───── GIVEN ENTRIES ─────
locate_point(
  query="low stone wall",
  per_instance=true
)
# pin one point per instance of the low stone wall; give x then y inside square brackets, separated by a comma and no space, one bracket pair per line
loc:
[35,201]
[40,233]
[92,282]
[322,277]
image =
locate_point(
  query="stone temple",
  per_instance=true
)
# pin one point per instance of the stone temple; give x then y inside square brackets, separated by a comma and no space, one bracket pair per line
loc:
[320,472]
─────
───── GIVEN ENTRIES ─────
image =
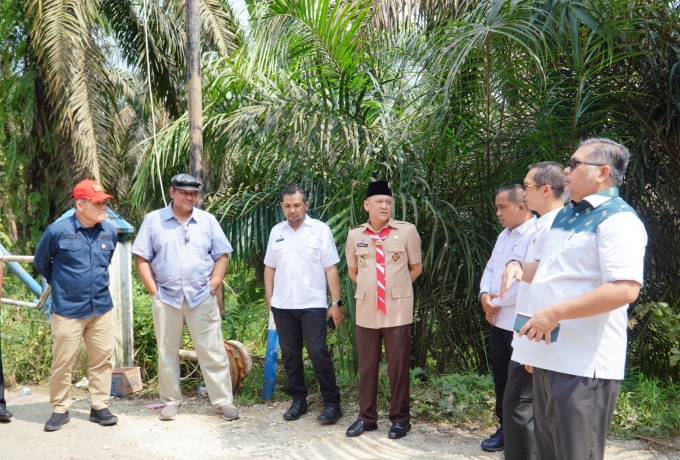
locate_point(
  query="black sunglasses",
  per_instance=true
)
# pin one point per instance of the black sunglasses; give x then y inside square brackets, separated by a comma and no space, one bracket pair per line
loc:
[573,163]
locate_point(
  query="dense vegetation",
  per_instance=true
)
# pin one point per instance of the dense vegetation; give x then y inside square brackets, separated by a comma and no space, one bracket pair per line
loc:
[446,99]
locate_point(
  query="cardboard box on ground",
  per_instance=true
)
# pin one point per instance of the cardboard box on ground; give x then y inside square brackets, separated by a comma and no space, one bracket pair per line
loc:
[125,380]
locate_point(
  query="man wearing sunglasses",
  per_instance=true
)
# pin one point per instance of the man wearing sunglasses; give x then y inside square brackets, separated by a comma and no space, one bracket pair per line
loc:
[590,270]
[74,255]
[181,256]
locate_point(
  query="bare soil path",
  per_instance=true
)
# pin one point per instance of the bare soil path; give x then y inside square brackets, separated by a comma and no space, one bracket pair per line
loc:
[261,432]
─────
## GIVEN EXERCISE
Count the lines in the records above that contain the word "temple", with case counting, and give only the number.

## RESULT
2